- **Extract provided**

Watercolor

Rough Pencil sketch from my sketchbook of a female Ruby-throated Hummingbird
...I drew this sketch in the car while waiting for Matty. My ref was a poor-quality printout of a photo I took a couple of years ago. As a result, I couldn't see any feather detail, so I totally made up the feather configuration, choosing "poetic license" to give the feel of detail. Since this little female had such a fierce look in her eyes...and she was "poetic" in her own way, I thought D. H. Lawrence's poem "Humming-bird," where he depicts a hummingbird at the dawn of creation as a "jabbing, terrifying monster," was the perfect fit. When I watch our hummingbirds fight viciously over their food source in the summer, I totally get his image...
...this is painting 72 in this year's 100 painting challenge...painting 172 in my 5 year, 500 painting challenge.Humming-bird
I can imagine, in some otherworld
Primeval-dumb, far back
In that most awful stillness, that only gasped and hummed,
Humming-birds raced down the avenues.
Before anything had a soul,
While life was a heave of Matter, half inanimate,
This little bit chipped off in brilliance
And went whizzing through the slow, vast, succulent stems.

- **Requests**
- a) In the hummingbird sketch post, where was the sketch drawn?
- b) Return the stretch of the hummingbird sketch post from "Before anything had" through "vast, succulent stems.".
Work only from the hummingbird sketch post above.

- **Items**
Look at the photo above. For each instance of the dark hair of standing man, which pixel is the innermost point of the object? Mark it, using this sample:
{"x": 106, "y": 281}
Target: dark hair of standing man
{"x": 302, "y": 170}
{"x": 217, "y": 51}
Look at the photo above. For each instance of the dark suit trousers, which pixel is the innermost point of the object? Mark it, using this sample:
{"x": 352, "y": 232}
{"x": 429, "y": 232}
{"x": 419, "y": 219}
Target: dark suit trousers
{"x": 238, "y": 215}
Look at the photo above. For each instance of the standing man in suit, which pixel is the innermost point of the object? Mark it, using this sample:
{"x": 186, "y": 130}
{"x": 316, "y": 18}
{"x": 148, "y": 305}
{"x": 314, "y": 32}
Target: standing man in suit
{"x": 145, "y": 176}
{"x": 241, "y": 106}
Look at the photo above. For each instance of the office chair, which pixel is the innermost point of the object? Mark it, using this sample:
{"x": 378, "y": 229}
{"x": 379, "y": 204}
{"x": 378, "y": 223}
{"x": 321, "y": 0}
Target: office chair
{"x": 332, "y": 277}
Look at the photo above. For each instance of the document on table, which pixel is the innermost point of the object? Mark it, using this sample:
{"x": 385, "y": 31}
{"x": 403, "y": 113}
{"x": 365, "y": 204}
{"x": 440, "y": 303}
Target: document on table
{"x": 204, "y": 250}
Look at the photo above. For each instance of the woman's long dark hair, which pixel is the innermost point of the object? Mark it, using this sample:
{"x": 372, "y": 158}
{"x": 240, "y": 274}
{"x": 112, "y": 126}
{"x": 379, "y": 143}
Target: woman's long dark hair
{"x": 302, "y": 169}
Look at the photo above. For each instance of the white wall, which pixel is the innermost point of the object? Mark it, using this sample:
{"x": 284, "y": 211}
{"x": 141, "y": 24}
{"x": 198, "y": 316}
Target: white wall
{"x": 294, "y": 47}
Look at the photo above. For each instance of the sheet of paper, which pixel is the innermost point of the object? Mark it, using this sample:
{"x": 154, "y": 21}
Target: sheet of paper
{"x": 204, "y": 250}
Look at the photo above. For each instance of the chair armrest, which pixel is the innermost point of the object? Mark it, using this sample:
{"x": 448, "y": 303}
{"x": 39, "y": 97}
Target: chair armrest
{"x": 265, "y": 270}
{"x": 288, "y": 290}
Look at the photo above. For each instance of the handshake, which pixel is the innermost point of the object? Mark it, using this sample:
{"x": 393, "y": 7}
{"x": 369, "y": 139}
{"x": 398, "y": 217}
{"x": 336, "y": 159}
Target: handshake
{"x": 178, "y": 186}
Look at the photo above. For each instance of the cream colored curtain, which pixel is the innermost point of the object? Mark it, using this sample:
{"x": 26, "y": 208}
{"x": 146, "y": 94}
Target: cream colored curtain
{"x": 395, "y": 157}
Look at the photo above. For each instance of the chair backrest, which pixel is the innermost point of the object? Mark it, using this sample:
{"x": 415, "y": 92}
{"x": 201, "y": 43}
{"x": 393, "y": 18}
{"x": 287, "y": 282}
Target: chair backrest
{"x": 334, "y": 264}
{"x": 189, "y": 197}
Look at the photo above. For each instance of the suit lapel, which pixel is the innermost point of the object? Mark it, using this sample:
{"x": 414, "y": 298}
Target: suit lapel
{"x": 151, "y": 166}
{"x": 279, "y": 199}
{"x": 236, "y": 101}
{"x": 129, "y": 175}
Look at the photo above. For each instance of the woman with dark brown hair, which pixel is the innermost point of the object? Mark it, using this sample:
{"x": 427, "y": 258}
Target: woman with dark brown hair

- **Per-task outputs**
- a) In the car while waiting for Matty.

- b)
Before anything had a soul,
While life was a heave of Matter, half inanimate,
This little bit chipped off in brilliance
And went whizzing through the slow, vast, succulent stems.